- TEXTE D'ÉTUDE -
◇ ◇ ◇ ◇
    + ANTICOAGULANTS ORAUX : Augmentation du risque hémorragique => à prendre en compte.
    Mais comme les mentions du RCP du PRASUGREL se limitent aux dérivés coumariniques et que le Thesaurus n’est pas à jour, la BCB (la plus à jour pour le PRASUGREL) ne va pas plus loin que le RCP. Donc les dérivés de l’indanedione n’interagissent pas avec le PRASUGREL !

    Sur le plan pratique si tu testes sur BCB :

    EFIENT + PREVISCAN: pas d’interaction

    EFIENT + COUMADIINE: => précaution d’emploi avec comme source le RCP

    Que dit le RCP ?

    « Warfarine : L’administration concomitante d’Efient avec les dérivés coumariniques autres que la warfarine n’a pas été étudiée. Compte tenu de la possibilité de risque accru de saignement, la warfarine (ou les autres dérivés coumariniques) et le prasugrel doivent être co-administrés avec précaution (voir rubrique 4.4).  »

    Au passage voilà une raison de plus d’abandonner la FLUINDIONE !

    Je n’ai aucun lien d’intérêt avec les entreprises produisant des produits de santé (article L4113-13 du CSP).

  2. Question bête..
    A-t-on idée de la conséquence clinique de cette diminution d’activité pharmacologique du Clopidogrel?

    1. Question annexe : quel bilan bénéfice/risque entre l’effet clinique attendu de l’IPP (pour quelle durée) et la conséquence clinique non évaluée de la diminution d’activité du CLOPIDOGREL ?

  3. bonjour,
    un édito d’une revue de gastro (gastroenterology 2011, 140, 769-72) fait le point sur l’association IPP Clopidogrel. En gros :
    1- l’association IPP Clopidogrel, chez les patients à risque (atcd d’ulcère, association à aspirine) diminue le risque d’ulcère (endoscopiquement diagnostiqué) et d’hémorragie digestive haute. Donc ils recommandent l’association IPP-Clopidogrel chez ces patients là.
    2- l’omeprazole diminue l’effet antiplaquettaire du clopidogrel quand on le mesure par les tests biologiques. Effet que l’on ne retrouve pas de façon aussi nette avec d’autres IPP. Donc ils recommandent de prendre un autre IPP que l’omeprasole si on doit associer IPP-Clopidogrel
    3- par contre l’effet clinique éventuellement délétère de cette association n’est pas claire. Comme JM Vailloud le signale, l’étude qui devait « plier » l’affaire, COGENT, a été arrêté pour cause de faillite du laboratoire, et donc l’étude est discutable dans ces conclusions (publiée dans le NEJM quand même …, mais c’est un autre débat). Et donc, les auteurs finissent par la phrase classique qui est sortie chaque fois que l’on ne sait pas : « la décision d’association des 2 molécules doit être personnalisée et doit tenir compte du rapport bénéfice-risque de chaque patient ».
◇ ◇ ◇ ◇
- DONNÉES FOURNIES -
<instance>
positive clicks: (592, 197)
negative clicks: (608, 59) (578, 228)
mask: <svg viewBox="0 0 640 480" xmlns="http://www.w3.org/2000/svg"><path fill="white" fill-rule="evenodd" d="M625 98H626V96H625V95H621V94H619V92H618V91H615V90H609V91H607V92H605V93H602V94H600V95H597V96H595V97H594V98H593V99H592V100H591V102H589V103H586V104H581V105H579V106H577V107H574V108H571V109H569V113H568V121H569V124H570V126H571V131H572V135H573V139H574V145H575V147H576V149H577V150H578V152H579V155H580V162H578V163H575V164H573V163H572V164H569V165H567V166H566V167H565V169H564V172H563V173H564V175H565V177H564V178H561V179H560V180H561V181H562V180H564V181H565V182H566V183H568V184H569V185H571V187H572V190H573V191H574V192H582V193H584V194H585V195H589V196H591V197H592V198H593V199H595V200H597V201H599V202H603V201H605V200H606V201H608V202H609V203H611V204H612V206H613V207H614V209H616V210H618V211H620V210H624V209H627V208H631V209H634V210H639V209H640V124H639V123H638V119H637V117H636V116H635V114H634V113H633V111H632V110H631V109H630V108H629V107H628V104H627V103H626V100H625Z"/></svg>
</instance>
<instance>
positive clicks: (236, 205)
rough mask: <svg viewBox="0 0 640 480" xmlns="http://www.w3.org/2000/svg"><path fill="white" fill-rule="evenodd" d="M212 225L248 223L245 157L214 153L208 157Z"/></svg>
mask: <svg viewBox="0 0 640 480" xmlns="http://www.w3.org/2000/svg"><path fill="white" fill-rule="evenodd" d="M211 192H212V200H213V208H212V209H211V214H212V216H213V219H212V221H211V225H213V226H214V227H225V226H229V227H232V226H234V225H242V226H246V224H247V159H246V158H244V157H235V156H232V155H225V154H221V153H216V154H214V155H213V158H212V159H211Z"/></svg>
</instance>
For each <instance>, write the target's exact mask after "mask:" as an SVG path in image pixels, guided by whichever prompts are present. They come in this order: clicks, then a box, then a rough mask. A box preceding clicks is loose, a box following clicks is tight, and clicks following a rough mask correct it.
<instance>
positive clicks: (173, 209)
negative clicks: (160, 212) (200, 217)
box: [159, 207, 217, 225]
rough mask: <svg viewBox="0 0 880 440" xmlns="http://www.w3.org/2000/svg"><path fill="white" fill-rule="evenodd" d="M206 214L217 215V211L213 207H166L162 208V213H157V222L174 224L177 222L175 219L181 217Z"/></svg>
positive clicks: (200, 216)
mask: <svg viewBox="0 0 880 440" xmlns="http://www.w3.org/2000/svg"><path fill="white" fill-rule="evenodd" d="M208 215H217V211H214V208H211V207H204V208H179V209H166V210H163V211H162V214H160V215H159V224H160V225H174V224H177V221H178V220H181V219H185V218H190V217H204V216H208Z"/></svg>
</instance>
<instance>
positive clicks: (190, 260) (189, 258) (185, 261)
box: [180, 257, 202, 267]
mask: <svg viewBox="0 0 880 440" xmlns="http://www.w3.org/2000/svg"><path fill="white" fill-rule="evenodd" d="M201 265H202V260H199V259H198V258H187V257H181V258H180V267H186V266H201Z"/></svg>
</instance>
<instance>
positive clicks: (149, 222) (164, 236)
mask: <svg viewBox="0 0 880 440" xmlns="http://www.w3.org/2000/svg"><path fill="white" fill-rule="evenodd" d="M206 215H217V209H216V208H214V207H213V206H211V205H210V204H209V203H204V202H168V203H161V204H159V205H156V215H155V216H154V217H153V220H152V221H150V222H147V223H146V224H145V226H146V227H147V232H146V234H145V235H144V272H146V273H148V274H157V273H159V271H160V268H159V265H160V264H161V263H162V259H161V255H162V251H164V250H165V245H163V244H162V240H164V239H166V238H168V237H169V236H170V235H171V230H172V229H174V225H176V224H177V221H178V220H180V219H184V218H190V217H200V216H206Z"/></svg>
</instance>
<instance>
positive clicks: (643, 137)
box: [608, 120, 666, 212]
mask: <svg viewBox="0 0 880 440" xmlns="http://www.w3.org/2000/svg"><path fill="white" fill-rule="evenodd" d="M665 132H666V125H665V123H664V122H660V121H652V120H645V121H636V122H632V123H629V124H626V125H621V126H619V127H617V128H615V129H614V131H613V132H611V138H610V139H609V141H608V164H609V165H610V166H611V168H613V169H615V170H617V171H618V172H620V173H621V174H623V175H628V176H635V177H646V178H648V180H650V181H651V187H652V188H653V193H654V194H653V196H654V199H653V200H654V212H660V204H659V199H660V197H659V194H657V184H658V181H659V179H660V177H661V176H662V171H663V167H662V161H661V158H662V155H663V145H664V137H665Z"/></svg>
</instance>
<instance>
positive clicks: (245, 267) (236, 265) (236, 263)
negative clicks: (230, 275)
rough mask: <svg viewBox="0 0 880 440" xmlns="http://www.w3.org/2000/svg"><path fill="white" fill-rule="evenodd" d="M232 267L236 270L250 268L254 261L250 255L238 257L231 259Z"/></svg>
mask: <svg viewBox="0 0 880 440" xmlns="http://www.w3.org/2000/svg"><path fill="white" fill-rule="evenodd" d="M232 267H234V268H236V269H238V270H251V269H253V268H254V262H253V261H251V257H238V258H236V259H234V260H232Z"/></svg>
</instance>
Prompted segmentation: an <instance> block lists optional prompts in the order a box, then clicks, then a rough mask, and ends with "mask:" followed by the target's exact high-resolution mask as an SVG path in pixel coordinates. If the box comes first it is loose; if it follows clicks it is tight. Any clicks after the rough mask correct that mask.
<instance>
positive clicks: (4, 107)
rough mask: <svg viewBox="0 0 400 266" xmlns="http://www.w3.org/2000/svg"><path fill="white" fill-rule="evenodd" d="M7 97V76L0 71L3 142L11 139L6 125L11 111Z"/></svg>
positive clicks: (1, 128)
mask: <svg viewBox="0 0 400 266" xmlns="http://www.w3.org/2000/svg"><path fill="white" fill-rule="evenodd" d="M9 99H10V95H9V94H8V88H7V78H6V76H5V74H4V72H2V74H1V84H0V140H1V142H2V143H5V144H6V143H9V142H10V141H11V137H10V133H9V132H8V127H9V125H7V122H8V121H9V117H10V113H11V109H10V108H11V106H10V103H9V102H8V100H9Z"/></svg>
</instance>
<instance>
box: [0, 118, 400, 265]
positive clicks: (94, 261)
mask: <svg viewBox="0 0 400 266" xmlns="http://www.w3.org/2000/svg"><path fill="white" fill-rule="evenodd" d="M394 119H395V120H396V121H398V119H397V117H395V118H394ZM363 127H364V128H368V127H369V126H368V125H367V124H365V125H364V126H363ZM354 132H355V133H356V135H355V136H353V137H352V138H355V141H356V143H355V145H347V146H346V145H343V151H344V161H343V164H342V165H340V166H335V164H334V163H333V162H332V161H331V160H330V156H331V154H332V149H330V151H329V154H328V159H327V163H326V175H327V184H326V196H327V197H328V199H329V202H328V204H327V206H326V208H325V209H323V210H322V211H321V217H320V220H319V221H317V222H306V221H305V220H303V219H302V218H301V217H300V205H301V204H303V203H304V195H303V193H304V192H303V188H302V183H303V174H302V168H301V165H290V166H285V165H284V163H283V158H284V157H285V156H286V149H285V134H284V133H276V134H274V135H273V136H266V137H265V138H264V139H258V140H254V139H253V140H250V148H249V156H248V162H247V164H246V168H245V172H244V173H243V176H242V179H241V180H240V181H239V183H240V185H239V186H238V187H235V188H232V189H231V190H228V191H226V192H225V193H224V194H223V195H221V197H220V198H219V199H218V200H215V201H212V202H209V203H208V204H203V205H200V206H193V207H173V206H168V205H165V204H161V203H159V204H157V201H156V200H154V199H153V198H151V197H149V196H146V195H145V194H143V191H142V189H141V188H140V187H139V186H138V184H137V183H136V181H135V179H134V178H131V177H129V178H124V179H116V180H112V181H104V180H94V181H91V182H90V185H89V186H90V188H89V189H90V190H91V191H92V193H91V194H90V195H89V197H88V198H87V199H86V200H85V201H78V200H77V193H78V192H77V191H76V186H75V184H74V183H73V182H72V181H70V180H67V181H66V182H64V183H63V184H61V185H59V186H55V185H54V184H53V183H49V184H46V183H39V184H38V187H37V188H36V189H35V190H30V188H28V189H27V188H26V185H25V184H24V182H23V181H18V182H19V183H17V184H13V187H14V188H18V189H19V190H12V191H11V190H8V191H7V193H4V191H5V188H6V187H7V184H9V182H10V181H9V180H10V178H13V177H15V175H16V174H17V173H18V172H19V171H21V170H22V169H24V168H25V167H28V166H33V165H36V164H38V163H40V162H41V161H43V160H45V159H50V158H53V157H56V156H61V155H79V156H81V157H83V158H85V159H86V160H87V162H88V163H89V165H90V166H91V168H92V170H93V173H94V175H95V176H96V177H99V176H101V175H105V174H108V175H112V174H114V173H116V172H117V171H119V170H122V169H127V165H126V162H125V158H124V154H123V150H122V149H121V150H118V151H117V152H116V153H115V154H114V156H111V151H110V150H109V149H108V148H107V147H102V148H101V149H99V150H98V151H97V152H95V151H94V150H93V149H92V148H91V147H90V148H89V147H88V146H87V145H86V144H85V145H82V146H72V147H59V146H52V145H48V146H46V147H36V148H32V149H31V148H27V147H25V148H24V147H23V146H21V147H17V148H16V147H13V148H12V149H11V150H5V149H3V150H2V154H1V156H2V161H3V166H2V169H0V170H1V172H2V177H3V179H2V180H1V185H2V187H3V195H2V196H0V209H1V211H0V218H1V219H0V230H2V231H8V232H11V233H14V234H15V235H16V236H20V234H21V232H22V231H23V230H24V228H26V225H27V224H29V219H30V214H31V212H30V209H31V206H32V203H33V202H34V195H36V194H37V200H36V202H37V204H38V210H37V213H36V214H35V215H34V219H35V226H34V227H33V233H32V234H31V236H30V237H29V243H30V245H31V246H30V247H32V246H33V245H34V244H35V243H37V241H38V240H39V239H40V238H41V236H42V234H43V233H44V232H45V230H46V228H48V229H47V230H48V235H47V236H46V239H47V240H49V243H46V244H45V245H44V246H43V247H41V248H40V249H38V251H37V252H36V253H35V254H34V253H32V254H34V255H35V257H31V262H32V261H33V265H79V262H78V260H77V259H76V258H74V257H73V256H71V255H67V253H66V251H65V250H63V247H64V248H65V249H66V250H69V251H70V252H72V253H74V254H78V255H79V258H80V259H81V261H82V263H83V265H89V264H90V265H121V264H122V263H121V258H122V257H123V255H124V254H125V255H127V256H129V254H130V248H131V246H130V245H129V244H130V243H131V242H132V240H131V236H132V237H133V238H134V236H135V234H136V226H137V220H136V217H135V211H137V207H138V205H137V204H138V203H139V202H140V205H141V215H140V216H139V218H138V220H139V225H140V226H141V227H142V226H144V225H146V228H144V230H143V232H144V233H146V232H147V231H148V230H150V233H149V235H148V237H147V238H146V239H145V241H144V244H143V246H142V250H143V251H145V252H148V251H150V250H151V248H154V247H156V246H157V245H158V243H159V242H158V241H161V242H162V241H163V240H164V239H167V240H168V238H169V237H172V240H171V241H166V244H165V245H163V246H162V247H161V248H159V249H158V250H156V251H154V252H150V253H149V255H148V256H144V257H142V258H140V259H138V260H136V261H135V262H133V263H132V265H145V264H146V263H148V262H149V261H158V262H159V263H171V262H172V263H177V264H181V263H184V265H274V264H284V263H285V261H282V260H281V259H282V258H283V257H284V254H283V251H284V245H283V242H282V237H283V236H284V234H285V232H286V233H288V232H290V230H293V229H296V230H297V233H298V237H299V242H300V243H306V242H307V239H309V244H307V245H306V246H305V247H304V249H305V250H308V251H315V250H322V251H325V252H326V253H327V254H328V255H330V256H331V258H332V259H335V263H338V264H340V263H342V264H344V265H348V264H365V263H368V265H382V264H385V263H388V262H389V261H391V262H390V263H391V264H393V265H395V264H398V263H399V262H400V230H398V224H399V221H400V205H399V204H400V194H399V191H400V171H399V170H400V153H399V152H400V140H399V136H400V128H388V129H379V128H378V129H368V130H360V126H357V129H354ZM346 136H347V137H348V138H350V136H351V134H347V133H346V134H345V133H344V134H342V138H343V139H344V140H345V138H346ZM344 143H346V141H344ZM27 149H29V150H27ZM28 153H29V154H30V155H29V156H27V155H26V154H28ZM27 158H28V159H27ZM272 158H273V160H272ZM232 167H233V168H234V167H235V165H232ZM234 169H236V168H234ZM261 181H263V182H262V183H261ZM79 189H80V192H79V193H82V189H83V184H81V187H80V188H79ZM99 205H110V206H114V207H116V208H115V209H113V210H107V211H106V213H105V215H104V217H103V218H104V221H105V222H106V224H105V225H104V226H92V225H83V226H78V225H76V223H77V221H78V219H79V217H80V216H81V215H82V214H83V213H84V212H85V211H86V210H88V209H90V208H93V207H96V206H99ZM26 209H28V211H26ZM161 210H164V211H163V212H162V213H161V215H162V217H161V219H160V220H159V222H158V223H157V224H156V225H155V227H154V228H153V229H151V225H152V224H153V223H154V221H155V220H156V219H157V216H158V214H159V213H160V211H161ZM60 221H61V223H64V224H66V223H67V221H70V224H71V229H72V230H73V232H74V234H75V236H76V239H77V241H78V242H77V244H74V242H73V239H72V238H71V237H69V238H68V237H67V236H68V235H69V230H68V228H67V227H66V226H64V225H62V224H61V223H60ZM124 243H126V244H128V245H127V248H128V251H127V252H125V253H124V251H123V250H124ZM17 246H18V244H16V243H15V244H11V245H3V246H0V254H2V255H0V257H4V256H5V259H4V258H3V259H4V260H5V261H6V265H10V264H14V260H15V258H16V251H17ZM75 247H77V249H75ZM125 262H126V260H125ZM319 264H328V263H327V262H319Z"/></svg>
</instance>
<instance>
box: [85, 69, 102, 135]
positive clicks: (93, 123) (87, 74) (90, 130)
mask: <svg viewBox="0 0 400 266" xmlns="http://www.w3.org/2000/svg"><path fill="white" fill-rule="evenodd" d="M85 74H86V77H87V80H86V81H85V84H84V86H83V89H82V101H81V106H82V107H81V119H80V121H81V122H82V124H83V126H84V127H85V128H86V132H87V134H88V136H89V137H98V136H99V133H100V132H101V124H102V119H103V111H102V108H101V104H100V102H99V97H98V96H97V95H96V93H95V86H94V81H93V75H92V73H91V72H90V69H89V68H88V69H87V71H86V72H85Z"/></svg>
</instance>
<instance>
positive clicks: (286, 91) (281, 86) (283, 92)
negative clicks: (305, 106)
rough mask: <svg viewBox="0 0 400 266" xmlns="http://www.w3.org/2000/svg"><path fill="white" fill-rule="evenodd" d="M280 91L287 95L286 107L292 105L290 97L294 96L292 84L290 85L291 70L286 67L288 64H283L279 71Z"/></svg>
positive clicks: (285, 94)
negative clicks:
◇ ◇ ◇ ◇
- EXERCICES -
[A] Énumérez les trois points de l'éditorial de gastroentérologie que résume le texte sur les interactions médicamenteuses, en une phrase par point.
[B] Selon le texte sur les interactions médicamenteuses, pour quelle raison l'étude COGENT a-t-elle été arrêtée ?
[C] Poursuivez le texte sur les interactions médicamenteuses après sa dernière phrase.

- CORRIGÉ DES EXERCICES -
[A]
1. Chez les patients à risque (antécédent d'ulcère, association à l'aspirine), l'association IPP-clopidogrel diminue le risque d'ulcère et d'hémorragie digestive haute, et les auteurs la recommandent donc chez ces patients.
2. L'oméprazole diminue l'effet antiplaquettaire du clopidogrel mesuré par les tests biologiques, effet moins net avec les autres IPP, et les auteurs recommandent donc un autre IPP que l'oméprazole en cas d'association avec le clopidogrel.
3. L'effet clinique éventuellement délétère de cette association n'est pas clair, et la décision d'associer les deux molécules doit être personnalisée selon le rapport bénéfice-risque de chaque patient.

[B] Elle a été arrêtée pour cause de faillite du laboratoire.

[C]
  4. @tapas92
    Les données dont je me sers sont celle-là:
    Consensus ACCF/ACG/AHA 2010: http://circ.ahajournals.org/cgi/content/full/122/24/2619
    => la biantiagrégation plaquettaire n’est plus une raison de prescrire systématiquement un IPP

    contrairement à ce consensus antérieur qui classait la biantiagrégation plaquettaire comme un facteur de risque à part entière:
    ACCF/ACG/AHA 2008: http://circ.ahajournals.org/cgi/content/full/118/18/1894

    Pour ma pratique lorsque la biantiagrégation plaquettaire est indiquée, je prescris PANTOPRAZOLE si:
    ATCD d’hémorragie digestive haute, âge avancé, AVK associé (à éviter!), AINS (à éviter!), infection à Helicobacter pylori.
    S’il y a des petits symptômes et une absence de facteur de risque de saignement digestif ma tentation est de donner un antiH2.

    Dans tous les cas, éducation du patient sur le risque digestif: attention à sang dans les selles, selles noires et nauséabondes, pâleur, fatigue intense, épisgastralgies…

    Au niveau médical, l’IPP ne doit pas avoir pour but de se donner bonne conscience (dans le cas d’espèce l’exercice est devenu difficile…). Il faut surtout clairement poser la durée de la biantiagrégation plaquettaire surtout à l’heure où on commercialise l’association fixe de clopidogrel + ac. acétylsalicylique. L’inconvénient de cette association fixe qui n’apporte absssssssssssooooooooooooooluuuuuuuuuummmment rien est de risquer de faire oublier que l’association fixe (ou pas!!!!) doit avoir une durée limitée.